* SET TASK
Please rewrite the lines below as a Markdown table with the columns "Row" and "Line", numbering each line and leaving out any blank ones.

* RECORDS FOR THIS EXERCISE
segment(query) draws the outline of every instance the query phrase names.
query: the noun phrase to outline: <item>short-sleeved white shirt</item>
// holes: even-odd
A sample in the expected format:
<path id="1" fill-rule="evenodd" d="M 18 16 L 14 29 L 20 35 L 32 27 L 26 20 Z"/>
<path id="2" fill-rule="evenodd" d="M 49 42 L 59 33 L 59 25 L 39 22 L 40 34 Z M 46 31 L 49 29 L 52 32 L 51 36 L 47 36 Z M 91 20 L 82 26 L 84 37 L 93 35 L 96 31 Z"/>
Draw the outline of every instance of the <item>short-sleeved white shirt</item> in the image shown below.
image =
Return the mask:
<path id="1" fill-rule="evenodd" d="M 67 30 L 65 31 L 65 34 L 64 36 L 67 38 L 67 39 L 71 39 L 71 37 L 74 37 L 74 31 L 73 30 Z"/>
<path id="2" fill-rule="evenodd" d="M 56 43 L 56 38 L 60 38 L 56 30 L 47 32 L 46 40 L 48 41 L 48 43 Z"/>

* EXERCISE SOLUTION
| Row | Line |
|---|---|
| 1 | segment(query) draws the outline of every instance the query phrase names. |
| 2 | query: the noun phrase to outline: <item>short-sleeved white shirt</item> |
| 3 | // holes: even-odd |
| 4 | A sample in the expected format: |
| 5 | <path id="1" fill-rule="evenodd" d="M 18 16 L 14 29 L 20 35 L 32 27 L 26 20 Z"/> |
| 6 | <path id="2" fill-rule="evenodd" d="M 49 42 L 59 33 L 59 25 L 39 22 L 40 34 Z M 46 31 L 49 29 L 52 32 L 51 36 L 47 36 Z M 91 20 L 82 26 L 84 37 L 93 35 L 96 31 Z"/> |
| 7 | Draw the outline of every instance of the <item>short-sleeved white shirt</item> in the image shown below. |
| 8 | image = |
| 9 | Return the mask: |
| 10 | <path id="1" fill-rule="evenodd" d="M 67 30 L 65 31 L 65 34 L 64 36 L 67 38 L 67 39 L 71 39 L 71 37 L 74 37 L 74 31 L 73 30 Z"/> |
| 11 | <path id="2" fill-rule="evenodd" d="M 56 43 L 56 38 L 60 38 L 56 30 L 47 32 L 46 40 L 48 41 L 48 43 Z"/> |